--- WRITTEN PROBLEM ---
Copy out all of the data below line for line, leaving the pictures out of your answer.

--- TASK INPUT ---

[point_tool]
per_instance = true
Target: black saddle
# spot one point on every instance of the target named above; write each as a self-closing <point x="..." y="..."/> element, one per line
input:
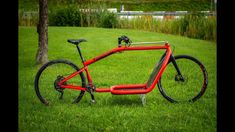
<point x="76" y="41"/>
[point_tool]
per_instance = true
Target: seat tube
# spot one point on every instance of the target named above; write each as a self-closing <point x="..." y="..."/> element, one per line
<point x="80" y="54"/>
<point x="175" y="64"/>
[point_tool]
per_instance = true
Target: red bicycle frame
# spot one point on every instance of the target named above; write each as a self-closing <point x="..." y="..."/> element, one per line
<point x="121" y="89"/>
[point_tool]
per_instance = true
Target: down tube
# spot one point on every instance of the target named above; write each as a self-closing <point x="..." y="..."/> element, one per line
<point x="169" y="53"/>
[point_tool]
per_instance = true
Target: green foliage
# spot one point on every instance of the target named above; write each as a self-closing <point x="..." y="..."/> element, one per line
<point x="68" y="16"/>
<point x="108" y="20"/>
<point x="73" y="16"/>
<point x="194" y="26"/>
<point x="112" y="112"/>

--- WRITTEN ANSWER ---
[point_tool]
per_instance = true
Target: black saddle
# spot one point on every instance of the target named above; write each as a self-closing <point x="..." y="..."/> element, one per line
input:
<point x="76" y="41"/>
[point_tool]
per_instance = true
Target: seat tube
# spot one point on every instance of the target named above; write each as a self-closing <point x="..." y="..."/> element, one per line
<point x="80" y="54"/>
<point x="175" y="64"/>
[point_tool]
per_instance = true
Target: red bicycle frame
# spot one point on every instance of the target named above; write each as a self-closing <point x="..." y="..."/> element, one per line
<point x="121" y="89"/>
[point_tool]
per_instance = true
Target: down tube
# spot one point on every instance of the target named above; write each as a self-closing <point x="..." y="..."/> element, one per line
<point x="169" y="53"/>
[point_tool]
per_instance = true
Target: green foliage
# spot one point on every instance of the target named above; write each as a self-closing <point x="..." y="..."/> element, one per line
<point x="68" y="16"/>
<point x="108" y="20"/>
<point x="73" y="16"/>
<point x="194" y="26"/>
<point x="112" y="112"/>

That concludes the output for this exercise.